▶ [PROBLEM TO SOLVE] From the line with "Where can you spot the man's hand" to the final line of the records, every line is to be duplicated exactly, both of those lines included.

[Image-grounded pointing data]

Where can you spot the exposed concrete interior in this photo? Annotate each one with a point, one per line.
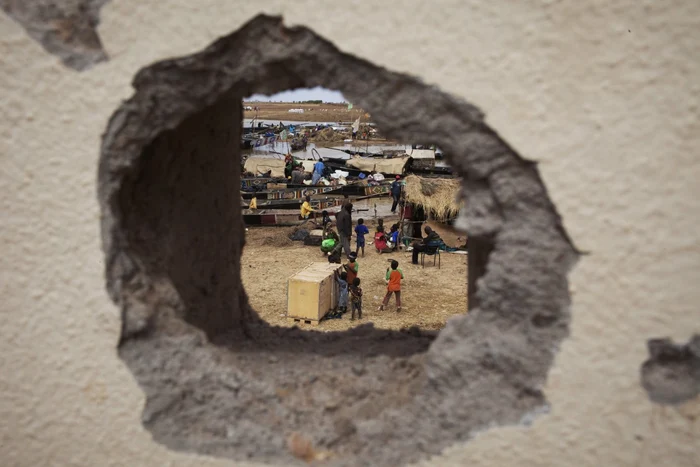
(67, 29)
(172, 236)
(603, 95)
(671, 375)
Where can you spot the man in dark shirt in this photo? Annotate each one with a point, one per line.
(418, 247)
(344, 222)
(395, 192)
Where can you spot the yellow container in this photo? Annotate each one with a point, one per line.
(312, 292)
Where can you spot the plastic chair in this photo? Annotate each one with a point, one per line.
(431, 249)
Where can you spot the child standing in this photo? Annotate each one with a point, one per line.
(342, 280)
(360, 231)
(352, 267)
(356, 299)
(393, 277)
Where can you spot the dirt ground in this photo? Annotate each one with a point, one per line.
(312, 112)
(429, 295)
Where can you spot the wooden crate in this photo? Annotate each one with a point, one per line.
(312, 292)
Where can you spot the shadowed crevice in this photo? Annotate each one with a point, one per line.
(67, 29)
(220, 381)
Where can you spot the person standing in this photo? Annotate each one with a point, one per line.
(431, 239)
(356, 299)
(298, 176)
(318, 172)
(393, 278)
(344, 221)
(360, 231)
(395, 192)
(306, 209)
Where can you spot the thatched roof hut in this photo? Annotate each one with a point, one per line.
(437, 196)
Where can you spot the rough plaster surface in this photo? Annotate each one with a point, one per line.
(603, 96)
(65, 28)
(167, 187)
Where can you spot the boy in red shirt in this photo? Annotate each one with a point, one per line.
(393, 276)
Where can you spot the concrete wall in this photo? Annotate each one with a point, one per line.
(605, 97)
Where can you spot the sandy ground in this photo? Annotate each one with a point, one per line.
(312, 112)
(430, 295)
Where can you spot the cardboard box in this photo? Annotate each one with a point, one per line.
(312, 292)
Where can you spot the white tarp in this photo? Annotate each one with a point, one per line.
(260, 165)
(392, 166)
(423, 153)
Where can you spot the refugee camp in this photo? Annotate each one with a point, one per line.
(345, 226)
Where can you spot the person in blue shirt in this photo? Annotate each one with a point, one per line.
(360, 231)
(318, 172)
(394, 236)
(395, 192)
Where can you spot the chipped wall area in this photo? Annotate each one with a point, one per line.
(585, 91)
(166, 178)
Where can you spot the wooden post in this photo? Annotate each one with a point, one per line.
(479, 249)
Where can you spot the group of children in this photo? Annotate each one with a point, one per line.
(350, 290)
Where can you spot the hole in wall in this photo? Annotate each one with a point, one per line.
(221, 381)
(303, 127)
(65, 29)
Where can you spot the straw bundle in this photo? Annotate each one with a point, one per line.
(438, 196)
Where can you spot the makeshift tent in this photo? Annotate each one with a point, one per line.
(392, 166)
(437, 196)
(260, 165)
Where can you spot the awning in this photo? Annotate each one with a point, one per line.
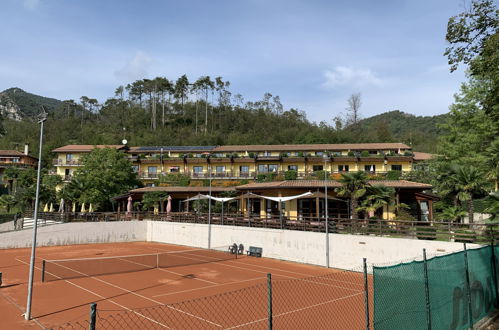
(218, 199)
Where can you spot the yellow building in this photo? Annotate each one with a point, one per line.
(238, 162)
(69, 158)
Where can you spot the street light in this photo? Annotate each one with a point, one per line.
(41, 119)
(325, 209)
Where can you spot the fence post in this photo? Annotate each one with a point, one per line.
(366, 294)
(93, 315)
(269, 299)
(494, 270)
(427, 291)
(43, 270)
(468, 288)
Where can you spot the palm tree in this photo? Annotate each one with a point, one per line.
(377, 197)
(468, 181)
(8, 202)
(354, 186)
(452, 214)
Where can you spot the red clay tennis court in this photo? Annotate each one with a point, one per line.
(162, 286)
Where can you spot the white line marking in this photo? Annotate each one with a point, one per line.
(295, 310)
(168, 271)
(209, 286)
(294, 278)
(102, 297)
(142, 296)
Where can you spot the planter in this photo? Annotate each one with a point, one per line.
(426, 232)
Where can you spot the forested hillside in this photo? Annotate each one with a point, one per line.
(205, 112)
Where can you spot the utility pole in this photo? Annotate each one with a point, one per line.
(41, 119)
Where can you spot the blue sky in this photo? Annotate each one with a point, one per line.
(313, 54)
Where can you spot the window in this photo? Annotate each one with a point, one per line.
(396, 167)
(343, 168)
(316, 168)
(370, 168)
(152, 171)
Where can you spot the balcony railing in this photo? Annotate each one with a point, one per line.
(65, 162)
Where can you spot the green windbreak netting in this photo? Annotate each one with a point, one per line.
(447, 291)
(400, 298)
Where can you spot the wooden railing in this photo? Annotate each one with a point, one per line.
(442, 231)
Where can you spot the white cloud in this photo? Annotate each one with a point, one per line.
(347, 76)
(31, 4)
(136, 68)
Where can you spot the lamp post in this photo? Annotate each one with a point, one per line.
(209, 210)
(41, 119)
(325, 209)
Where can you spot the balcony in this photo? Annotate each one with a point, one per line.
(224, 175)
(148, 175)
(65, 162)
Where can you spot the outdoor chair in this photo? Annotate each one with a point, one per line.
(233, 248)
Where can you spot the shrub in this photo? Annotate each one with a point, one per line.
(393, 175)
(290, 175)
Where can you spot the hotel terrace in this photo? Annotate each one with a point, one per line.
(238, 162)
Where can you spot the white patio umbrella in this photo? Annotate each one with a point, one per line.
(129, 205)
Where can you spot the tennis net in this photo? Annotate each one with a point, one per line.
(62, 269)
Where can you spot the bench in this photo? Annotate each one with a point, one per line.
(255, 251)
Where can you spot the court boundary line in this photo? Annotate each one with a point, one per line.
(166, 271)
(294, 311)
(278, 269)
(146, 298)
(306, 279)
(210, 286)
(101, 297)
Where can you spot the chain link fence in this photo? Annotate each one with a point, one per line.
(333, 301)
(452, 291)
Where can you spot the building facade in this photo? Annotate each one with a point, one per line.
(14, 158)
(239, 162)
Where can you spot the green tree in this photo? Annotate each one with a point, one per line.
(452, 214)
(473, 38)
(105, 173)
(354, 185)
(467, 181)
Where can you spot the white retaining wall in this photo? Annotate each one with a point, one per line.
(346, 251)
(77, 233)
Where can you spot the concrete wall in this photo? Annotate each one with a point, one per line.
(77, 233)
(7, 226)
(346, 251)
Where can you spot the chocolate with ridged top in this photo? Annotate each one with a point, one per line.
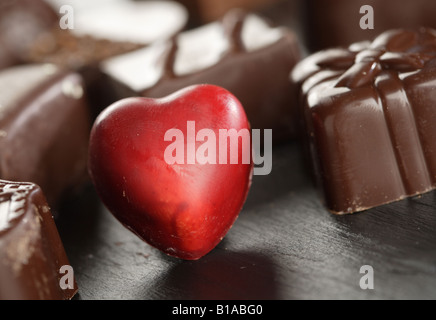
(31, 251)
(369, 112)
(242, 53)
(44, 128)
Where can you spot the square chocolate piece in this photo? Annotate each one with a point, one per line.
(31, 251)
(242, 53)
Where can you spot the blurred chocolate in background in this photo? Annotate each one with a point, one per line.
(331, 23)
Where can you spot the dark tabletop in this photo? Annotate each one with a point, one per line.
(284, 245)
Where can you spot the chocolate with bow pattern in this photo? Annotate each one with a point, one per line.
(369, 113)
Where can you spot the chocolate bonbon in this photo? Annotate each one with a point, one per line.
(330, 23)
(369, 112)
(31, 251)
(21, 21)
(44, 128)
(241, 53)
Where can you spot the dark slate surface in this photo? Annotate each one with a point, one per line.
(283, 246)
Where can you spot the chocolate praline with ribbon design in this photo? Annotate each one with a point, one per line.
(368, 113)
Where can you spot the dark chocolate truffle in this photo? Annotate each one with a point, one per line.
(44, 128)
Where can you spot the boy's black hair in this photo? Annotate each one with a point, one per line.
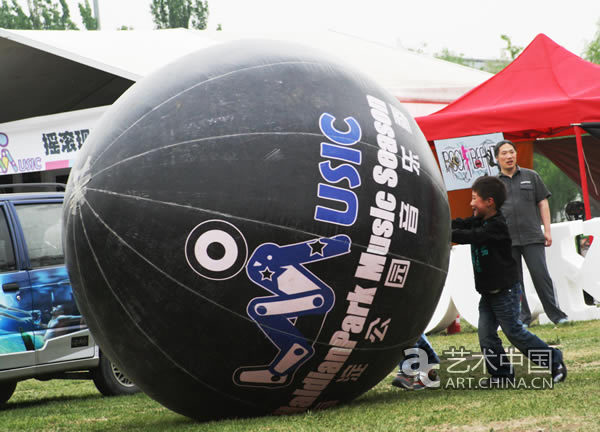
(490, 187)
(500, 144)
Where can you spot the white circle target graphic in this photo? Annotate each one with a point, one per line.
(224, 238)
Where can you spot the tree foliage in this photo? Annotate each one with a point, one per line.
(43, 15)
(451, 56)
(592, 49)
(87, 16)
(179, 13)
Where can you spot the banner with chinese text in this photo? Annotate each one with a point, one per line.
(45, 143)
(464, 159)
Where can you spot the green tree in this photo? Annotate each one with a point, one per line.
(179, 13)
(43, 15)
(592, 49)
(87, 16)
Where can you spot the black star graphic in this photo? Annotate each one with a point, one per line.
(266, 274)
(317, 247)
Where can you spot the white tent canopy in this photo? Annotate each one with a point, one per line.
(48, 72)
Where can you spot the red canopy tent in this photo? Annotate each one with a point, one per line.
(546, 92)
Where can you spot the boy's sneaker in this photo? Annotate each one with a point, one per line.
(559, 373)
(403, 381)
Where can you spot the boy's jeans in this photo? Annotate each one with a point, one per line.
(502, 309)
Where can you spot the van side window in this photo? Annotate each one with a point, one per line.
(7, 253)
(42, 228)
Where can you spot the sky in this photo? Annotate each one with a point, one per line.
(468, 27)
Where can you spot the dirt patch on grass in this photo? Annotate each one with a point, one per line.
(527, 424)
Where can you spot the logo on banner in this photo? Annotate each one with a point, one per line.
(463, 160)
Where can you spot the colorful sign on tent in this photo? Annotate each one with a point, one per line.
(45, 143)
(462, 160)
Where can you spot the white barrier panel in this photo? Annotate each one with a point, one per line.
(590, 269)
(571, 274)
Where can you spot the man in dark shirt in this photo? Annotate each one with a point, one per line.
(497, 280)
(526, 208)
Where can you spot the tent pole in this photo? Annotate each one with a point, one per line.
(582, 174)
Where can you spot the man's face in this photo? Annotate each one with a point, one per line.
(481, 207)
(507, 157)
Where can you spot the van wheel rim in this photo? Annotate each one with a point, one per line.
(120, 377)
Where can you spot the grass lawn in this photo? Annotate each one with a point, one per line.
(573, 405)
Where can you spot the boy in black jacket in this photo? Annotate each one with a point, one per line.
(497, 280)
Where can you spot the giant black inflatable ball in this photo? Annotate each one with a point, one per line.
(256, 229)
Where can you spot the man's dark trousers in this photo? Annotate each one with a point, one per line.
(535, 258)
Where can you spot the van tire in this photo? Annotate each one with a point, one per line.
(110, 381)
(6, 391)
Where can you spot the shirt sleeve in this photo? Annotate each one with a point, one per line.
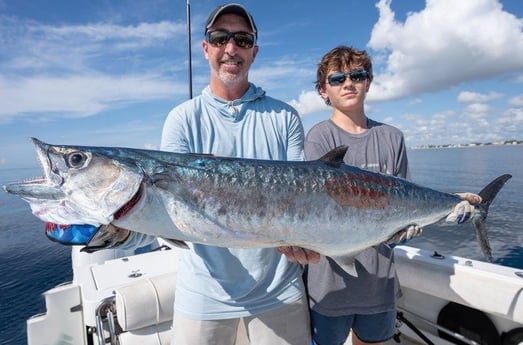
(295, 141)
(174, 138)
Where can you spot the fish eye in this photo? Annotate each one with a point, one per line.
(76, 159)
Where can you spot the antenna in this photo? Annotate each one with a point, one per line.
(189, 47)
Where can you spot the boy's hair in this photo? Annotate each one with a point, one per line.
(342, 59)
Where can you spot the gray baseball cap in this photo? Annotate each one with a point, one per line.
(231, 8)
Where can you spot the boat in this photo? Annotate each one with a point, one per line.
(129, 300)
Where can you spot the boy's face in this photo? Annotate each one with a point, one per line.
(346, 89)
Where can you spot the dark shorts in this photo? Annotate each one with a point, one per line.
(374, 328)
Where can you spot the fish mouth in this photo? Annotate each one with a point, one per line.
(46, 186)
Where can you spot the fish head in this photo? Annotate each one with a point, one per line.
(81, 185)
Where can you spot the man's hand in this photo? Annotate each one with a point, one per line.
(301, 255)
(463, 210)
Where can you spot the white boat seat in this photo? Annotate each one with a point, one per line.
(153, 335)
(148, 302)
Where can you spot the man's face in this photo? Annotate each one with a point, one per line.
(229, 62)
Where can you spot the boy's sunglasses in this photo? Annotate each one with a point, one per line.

▶ [RESPONSE TO THE TASK]
Where can you spot the man's hand in this photo? Annotate each one with a point, one per line.
(301, 255)
(463, 210)
Where can you spot the white boat seat in this photo? Annotate each one with a point, one per line.
(153, 335)
(148, 302)
Where can you spot the man's face in this photo? Annotate each one with a point, one per line.
(229, 62)
Where can you spot the boy's sunglasses in this photo? Annotate each one with a point, one per line.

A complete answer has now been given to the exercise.